**EXERCISE**
Search the data below for "speaker"; list each line that holds it.

Data items
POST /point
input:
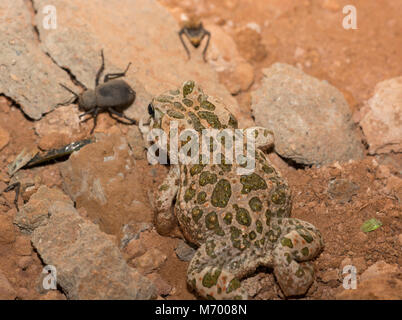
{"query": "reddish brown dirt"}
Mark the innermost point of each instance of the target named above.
(352, 60)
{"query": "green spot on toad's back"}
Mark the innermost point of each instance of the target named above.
(179, 106)
(207, 177)
(242, 216)
(211, 221)
(221, 194)
(371, 225)
(252, 182)
(211, 278)
(201, 197)
(189, 103)
(189, 194)
(207, 105)
(196, 122)
(165, 99)
(233, 285)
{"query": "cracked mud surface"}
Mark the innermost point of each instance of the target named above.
(307, 34)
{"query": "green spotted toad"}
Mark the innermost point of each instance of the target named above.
(239, 222)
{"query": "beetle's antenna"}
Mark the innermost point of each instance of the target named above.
(68, 89)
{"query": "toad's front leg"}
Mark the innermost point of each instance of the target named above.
(302, 242)
(165, 220)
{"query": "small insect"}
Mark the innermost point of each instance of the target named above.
(112, 96)
(195, 33)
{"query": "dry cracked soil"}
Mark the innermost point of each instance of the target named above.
(94, 206)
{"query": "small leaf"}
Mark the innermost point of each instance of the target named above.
(371, 225)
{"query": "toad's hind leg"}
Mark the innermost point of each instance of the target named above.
(215, 271)
(301, 242)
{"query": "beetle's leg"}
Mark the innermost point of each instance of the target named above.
(208, 34)
(111, 76)
(95, 116)
(181, 32)
(17, 187)
(102, 67)
(91, 112)
(121, 115)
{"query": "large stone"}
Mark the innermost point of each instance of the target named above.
(104, 179)
(35, 211)
(89, 264)
(382, 117)
(4, 138)
(7, 233)
(310, 118)
(147, 37)
(381, 281)
(27, 74)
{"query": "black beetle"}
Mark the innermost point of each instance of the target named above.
(112, 96)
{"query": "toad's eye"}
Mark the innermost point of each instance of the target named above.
(151, 110)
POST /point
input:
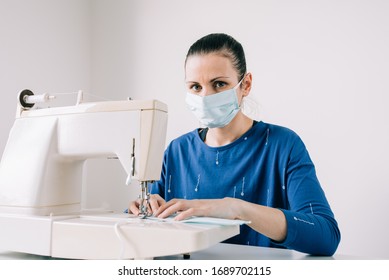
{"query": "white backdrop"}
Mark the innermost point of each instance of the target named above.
(319, 67)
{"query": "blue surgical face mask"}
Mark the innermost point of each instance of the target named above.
(215, 110)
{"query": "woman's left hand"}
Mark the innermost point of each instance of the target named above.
(218, 208)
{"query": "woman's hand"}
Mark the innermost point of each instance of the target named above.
(155, 202)
(218, 208)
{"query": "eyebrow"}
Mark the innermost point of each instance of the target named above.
(212, 80)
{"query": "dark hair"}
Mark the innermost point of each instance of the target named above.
(223, 44)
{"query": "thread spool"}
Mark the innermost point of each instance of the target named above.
(27, 98)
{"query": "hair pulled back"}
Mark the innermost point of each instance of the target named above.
(223, 44)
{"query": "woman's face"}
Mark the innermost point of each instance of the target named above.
(208, 74)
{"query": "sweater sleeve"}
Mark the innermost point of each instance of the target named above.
(311, 226)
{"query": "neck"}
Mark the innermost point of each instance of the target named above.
(217, 137)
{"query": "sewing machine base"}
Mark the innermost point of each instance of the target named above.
(107, 236)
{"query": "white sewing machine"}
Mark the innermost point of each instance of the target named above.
(41, 175)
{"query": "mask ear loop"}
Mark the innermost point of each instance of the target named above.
(237, 85)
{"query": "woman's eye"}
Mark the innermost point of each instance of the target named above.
(195, 88)
(219, 84)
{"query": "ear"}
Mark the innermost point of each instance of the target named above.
(246, 84)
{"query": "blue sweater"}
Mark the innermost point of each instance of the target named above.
(268, 165)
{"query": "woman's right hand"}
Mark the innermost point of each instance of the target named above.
(155, 202)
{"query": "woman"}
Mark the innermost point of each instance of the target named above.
(238, 168)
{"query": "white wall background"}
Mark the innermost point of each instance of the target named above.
(320, 68)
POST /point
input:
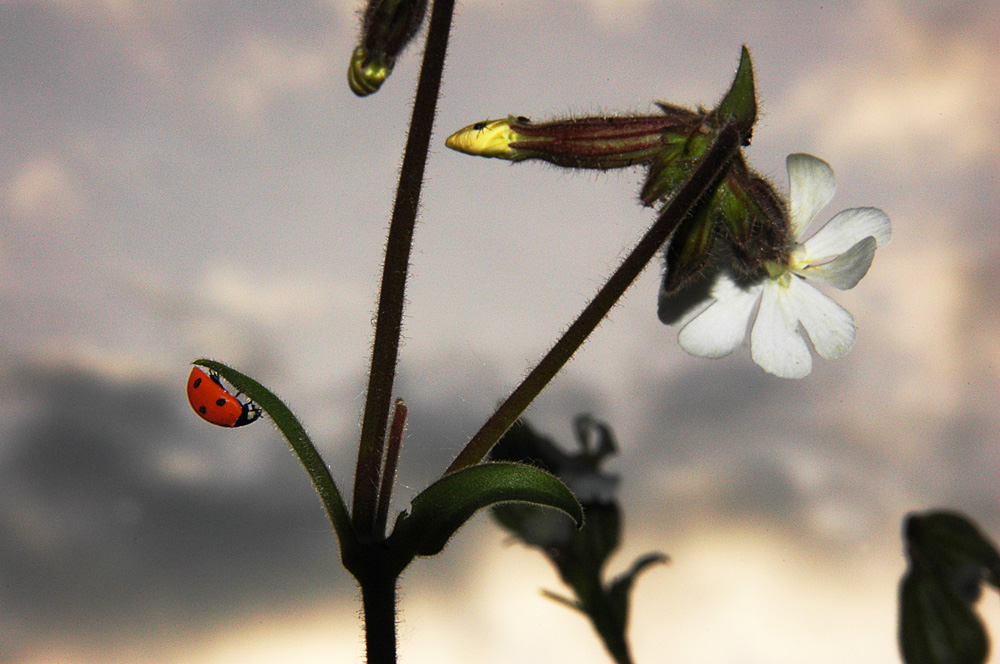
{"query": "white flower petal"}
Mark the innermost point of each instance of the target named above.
(719, 329)
(775, 342)
(811, 186)
(847, 229)
(830, 326)
(847, 269)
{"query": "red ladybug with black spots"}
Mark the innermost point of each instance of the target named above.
(215, 404)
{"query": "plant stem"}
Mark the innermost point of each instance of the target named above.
(388, 325)
(378, 596)
(394, 443)
(713, 165)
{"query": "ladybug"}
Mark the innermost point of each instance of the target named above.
(215, 404)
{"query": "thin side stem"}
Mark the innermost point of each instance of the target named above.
(713, 165)
(393, 445)
(388, 324)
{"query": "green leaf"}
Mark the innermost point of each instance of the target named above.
(740, 103)
(620, 588)
(304, 449)
(443, 507)
(951, 543)
(936, 625)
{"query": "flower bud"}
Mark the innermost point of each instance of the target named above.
(589, 142)
(678, 157)
(690, 247)
(386, 28)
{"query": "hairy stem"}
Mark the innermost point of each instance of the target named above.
(712, 166)
(388, 325)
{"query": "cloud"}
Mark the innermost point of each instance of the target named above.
(927, 95)
(45, 191)
(120, 516)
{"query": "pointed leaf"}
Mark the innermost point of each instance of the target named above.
(303, 447)
(443, 507)
(740, 103)
(621, 586)
(952, 544)
(936, 626)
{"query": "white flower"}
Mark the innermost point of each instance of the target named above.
(838, 254)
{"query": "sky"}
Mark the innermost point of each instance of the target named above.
(195, 179)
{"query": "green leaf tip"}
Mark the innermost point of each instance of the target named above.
(296, 436)
(949, 558)
(740, 103)
(443, 507)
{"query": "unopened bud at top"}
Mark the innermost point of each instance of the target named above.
(589, 142)
(386, 28)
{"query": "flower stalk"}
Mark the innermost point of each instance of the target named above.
(713, 164)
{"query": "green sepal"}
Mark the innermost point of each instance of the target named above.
(690, 247)
(936, 625)
(679, 156)
(366, 73)
(443, 507)
(740, 103)
(298, 439)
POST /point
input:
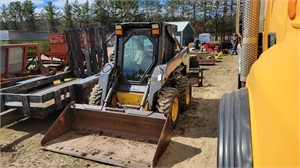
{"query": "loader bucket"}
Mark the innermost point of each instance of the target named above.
(127, 138)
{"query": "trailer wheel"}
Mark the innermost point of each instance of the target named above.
(168, 104)
(185, 92)
(95, 96)
(234, 130)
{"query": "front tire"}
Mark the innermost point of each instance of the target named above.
(168, 104)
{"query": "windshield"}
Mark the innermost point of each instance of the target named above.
(138, 57)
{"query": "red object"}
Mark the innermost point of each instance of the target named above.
(58, 47)
(10, 60)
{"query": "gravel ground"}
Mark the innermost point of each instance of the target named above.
(193, 143)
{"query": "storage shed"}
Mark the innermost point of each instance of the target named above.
(185, 32)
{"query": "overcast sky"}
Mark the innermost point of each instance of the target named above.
(41, 3)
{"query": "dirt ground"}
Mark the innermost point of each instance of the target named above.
(193, 143)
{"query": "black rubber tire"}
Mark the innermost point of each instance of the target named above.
(165, 102)
(181, 85)
(95, 96)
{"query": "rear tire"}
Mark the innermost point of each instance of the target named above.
(185, 92)
(168, 104)
(95, 97)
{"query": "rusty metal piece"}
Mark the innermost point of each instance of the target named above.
(131, 139)
(206, 59)
(14, 58)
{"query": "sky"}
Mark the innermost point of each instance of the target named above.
(39, 4)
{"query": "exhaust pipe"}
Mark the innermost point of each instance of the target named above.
(249, 55)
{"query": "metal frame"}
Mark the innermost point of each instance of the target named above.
(24, 47)
(32, 96)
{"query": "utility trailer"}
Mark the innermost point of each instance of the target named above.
(40, 96)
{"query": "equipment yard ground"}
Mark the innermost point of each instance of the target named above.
(193, 144)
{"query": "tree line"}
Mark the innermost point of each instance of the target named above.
(206, 16)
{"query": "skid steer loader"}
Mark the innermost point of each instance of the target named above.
(259, 124)
(134, 106)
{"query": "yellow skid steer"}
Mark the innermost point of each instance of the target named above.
(135, 104)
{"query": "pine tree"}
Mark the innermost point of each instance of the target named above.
(15, 14)
(51, 15)
(86, 13)
(4, 18)
(78, 16)
(68, 18)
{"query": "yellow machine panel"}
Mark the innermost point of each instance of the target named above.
(129, 98)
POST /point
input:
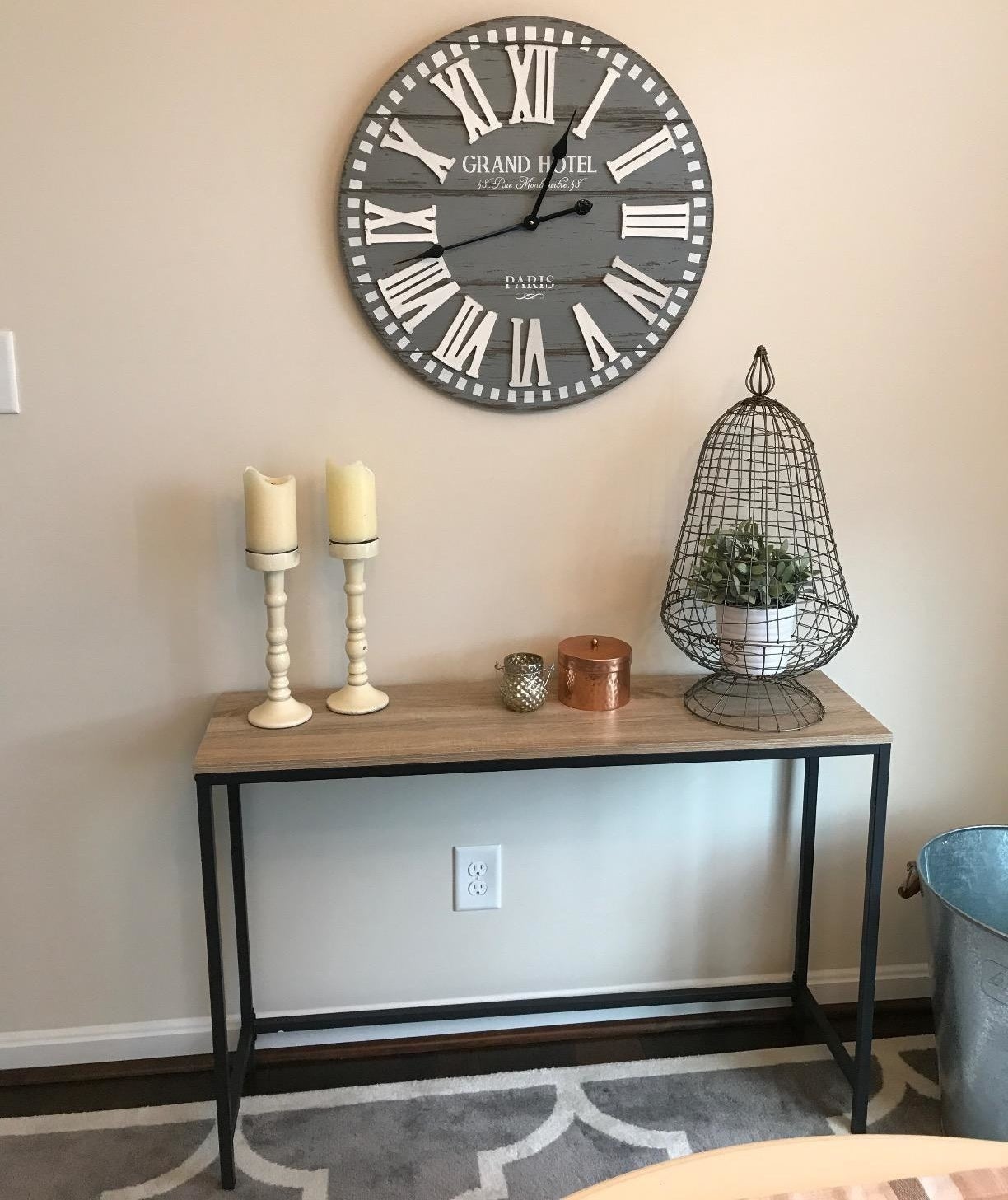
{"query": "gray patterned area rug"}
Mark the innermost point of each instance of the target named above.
(525, 1136)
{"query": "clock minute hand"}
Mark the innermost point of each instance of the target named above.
(559, 152)
(582, 208)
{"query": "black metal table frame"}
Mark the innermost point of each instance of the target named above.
(231, 1067)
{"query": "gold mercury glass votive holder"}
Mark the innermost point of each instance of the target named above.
(524, 683)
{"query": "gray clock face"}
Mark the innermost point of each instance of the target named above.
(558, 294)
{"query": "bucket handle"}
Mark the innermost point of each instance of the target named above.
(911, 885)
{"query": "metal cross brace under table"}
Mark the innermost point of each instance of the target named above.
(449, 729)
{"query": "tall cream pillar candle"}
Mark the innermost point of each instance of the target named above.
(353, 514)
(270, 512)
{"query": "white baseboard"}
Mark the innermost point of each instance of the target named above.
(191, 1034)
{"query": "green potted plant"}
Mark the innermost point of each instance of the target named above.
(754, 586)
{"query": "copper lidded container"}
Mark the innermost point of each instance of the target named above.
(595, 672)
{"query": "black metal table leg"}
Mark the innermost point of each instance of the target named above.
(805, 864)
(218, 1018)
(869, 950)
(240, 906)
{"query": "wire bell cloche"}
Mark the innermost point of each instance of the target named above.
(756, 592)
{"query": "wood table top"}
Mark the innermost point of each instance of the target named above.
(466, 722)
(810, 1166)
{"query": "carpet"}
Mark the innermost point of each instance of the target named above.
(524, 1136)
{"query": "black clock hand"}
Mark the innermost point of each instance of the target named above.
(559, 152)
(582, 208)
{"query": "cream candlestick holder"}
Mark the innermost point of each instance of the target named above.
(280, 709)
(357, 696)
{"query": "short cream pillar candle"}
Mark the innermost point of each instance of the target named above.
(270, 514)
(353, 512)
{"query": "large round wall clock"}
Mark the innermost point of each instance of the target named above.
(525, 212)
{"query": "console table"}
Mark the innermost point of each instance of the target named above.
(451, 727)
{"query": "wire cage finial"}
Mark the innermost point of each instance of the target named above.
(761, 378)
(756, 593)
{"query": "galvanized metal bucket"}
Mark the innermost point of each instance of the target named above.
(964, 876)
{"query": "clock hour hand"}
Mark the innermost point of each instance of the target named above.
(559, 152)
(582, 208)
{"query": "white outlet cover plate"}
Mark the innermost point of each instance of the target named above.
(8, 375)
(477, 877)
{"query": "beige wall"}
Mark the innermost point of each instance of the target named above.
(168, 267)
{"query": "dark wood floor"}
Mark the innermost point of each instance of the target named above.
(304, 1068)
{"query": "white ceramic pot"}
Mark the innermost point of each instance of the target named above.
(755, 641)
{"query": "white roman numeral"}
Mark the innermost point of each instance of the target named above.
(656, 221)
(544, 59)
(534, 356)
(645, 152)
(418, 288)
(377, 218)
(462, 342)
(399, 139)
(454, 86)
(595, 339)
(581, 128)
(635, 294)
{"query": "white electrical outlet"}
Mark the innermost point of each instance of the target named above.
(8, 373)
(477, 875)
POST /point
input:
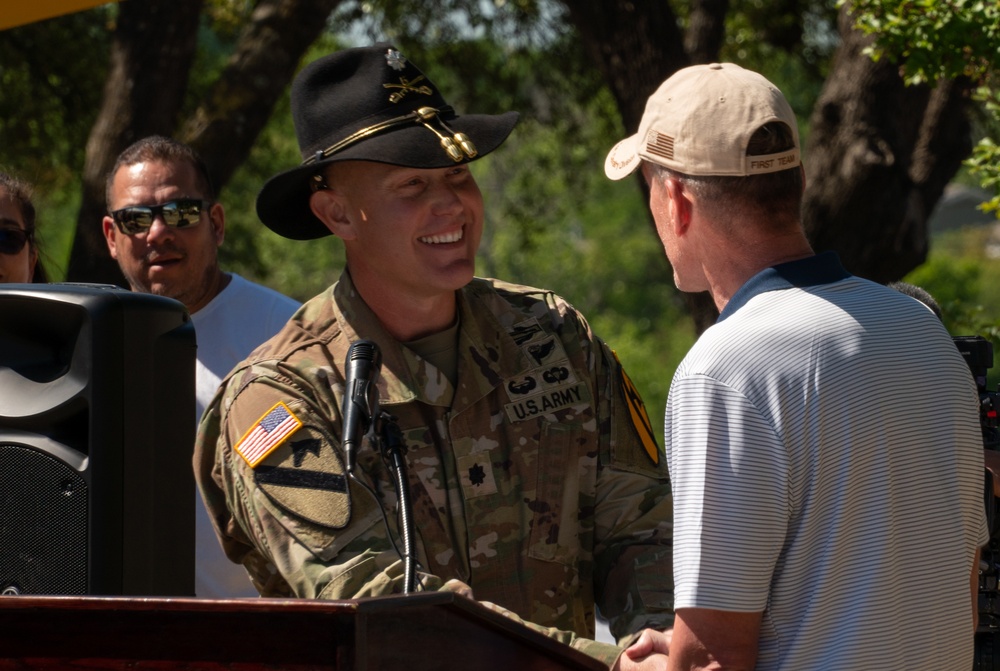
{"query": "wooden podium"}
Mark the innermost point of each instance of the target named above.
(424, 631)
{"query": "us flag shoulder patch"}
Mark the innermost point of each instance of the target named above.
(267, 433)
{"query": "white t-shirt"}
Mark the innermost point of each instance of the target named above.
(826, 462)
(232, 325)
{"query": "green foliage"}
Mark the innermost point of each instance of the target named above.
(51, 81)
(296, 268)
(963, 276)
(933, 39)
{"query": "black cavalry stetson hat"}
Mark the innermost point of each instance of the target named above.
(369, 104)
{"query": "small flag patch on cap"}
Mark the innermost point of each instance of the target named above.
(267, 433)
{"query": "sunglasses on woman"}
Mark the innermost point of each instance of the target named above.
(12, 240)
(179, 213)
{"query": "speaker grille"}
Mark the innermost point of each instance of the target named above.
(43, 524)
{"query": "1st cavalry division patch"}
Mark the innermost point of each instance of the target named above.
(640, 418)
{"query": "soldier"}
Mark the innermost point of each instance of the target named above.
(534, 476)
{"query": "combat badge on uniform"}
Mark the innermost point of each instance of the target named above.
(550, 385)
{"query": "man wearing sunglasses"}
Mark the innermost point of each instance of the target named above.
(18, 246)
(164, 228)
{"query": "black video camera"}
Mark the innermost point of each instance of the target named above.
(978, 354)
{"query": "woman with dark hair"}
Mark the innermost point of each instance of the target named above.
(18, 244)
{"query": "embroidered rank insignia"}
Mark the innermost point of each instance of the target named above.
(640, 418)
(476, 472)
(267, 433)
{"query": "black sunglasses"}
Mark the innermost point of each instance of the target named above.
(180, 213)
(12, 240)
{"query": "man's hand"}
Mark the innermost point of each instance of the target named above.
(648, 652)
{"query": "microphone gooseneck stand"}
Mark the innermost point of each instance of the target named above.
(393, 448)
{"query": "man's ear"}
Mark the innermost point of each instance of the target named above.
(110, 233)
(329, 208)
(680, 203)
(217, 217)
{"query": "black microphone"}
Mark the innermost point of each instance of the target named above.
(363, 363)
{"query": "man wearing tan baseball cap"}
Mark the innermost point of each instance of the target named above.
(808, 491)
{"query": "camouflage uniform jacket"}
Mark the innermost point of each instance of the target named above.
(529, 479)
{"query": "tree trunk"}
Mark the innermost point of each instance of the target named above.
(151, 55)
(879, 156)
(236, 109)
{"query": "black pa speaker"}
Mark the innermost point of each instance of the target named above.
(96, 433)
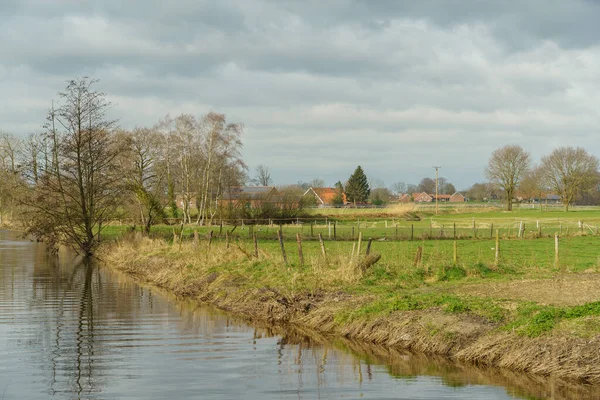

**ANSWER BOX**
{"query": "speaker grille"}
{"query": "black pa speaker"}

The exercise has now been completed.